Jim has been working at a utility company for over three decades, while Cathy has been a stay-at-home mom, raising their two kids. They’ve saved $750,000 in a 401(k) and $300,000 at the bank, and have put in the hard work to pay off their home. When Jim retires, he will be eligible for a pension or a lump sum payout from his company.
Jim is thinking about retiring in the next two years, but his company recently offered an early retirement package. They’ll give him two weeks of pay for every year he’s worked there if he retires within the next three months.
However, Jim and Cathy are not sure they can afford to retire without Social Security, and they don’t know if they can handle the health insurance costs until they are eligible for Medicare. They also don’t know whether they should take the monthly pension or the lump sum payout when Jim decides to retire.
Jim and Cathy met with a wealth advisor at Cetera Planning Partners who helped them determine if they could afford to retire two years early by creating a custom plan for them. The results showed that not only was it possible, but Jim could also receive a partial lump sum and a partial pension.
The wealth advisor also found a strategy for optimal income withdrawal that would qualify them for an ACA health insurance subsidy, saving them $513 per month on health insurance until age 65. They also established a Social Security collection strategy that would increase their lifetime Social Security benefits by $118,094. Lastly, investment recommendations were made only after the plan was finalized.

▶ **THE DATA**:
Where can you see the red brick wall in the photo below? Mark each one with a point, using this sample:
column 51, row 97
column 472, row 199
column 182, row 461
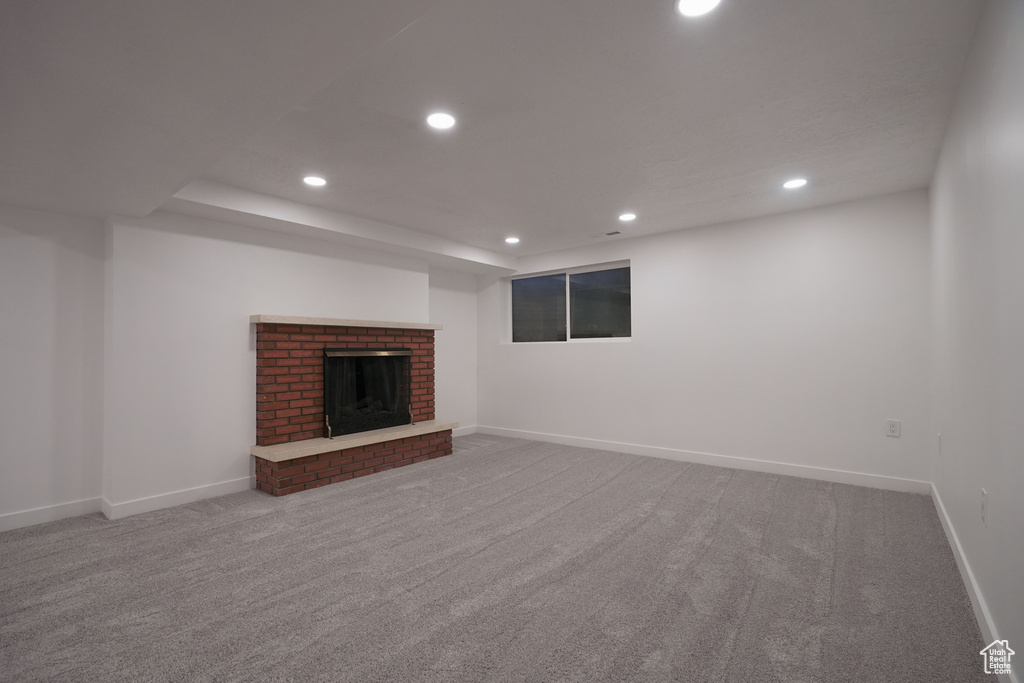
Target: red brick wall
column 290, row 374
column 292, row 476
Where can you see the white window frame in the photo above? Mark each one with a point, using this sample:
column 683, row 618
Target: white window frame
column 507, row 299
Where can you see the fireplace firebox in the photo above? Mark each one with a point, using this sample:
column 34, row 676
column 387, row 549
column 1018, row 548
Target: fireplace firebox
column 366, row 389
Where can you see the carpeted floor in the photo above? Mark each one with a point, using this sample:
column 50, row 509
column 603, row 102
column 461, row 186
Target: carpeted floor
column 509, row 560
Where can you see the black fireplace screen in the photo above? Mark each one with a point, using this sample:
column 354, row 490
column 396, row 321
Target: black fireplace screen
column 366, row 389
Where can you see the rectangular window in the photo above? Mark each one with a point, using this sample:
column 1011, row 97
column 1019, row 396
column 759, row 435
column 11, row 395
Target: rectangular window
column 539, row 308
column 598, row 305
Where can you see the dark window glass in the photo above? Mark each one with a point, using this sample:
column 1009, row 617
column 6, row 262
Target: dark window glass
column 539, row 308
column 599, row 303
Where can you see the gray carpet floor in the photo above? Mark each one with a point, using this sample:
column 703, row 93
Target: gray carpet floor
column 509, row 560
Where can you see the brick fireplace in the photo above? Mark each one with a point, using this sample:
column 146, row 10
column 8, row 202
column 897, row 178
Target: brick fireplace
column 292, row 452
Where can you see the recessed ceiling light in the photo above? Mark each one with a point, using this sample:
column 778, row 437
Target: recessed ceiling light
column 695, row 7
column 440, row 120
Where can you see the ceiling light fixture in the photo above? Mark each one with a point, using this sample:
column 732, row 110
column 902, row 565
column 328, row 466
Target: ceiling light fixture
column 440, row 121
column 695, row 7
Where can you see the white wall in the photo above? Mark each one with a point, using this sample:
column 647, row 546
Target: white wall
column 978, row 209
column 180, row 372
column 787, row 339
column 51, row 311
column 453, row 303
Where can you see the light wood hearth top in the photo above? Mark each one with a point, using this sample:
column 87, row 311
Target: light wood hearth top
column 340, row 323
column 314, row 446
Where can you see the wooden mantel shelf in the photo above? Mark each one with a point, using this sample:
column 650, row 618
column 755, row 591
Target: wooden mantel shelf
column 336, row 322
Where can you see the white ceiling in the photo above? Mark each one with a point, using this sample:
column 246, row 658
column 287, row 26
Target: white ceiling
column 569, row 112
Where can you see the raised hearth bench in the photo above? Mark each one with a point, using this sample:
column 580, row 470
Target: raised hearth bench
column 292, row 451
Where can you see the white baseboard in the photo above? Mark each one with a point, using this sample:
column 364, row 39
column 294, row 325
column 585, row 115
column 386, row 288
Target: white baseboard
column 138, row 506
column 770, row 467
column 981, row 612
column 50, row 513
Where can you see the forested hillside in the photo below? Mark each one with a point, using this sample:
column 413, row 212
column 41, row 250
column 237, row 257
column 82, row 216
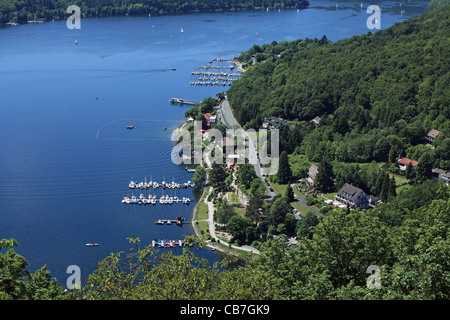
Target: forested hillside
column 373, row 92
column 21, row 11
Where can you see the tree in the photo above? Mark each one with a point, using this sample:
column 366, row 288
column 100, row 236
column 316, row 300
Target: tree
column 246, row 175
column 278, row 211
column 424, row 168
column 284, row 171
column 255, row 210
column 392, row 188
column 19, row 284
column 392, row 158
column 384, row 193
column 324, row 179
column 199, row 177
column 290, row 197
column 217, row 176
column 257, row 188
column 409, row 172
column 306, row 224
column 237, row 226
column 224, row 213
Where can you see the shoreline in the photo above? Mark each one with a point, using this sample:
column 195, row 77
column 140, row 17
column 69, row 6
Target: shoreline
column 126, row 14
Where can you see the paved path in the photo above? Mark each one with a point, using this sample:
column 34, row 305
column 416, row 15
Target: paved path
column 212, row 229
column 227, row 117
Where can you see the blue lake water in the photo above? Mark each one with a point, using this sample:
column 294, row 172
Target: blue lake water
column 66, row 157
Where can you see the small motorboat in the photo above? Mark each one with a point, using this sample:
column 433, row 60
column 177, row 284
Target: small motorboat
column 91, row 244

▶ **WHAT TO WORK ON**:
a - In the passage about Jim and Cathy, how would the wealth advisor's income withdrawal strategy lower their health insurance costs? Answer in one to three sentences.
b - Reproduce word for word the part of the passage about Jim and Cathy starting with "Jim is thinking" and going on through "a partial pension.".
The entries can be set aside; nothing here depends on them.

▶ **ANSWERS BY ITEM NUMBER**:
a - The strategy for optimal income withdrawal would qualify Jim and Cathy for an ACA health insurance subsidy. That subsidy would save them $513 per month on health insurance until age 65.

b -
Jim is thinking about retiring in the next two years, but his company recently offered an early retirement package. They’ll give him two weeks of pay for every year he’s worked there if he retires within the next three months.
However, Jim and Cathy are not sure they can afford to retire without Social Security, and they don’t know if they can handle the health insurance costs until they are eligible for Medicare. They also don’t know whether they should take the monthly pension or the lump sum payout when Jim decides to retire.
Jim and Cathy met with a wealth advisor at Cetera Planning Partners who helped them determine if they could afford to retire two years early by creating a custom plan for them. The results showed that not only was it possible, but Jim could also receive a partial lump sum and a partial pension.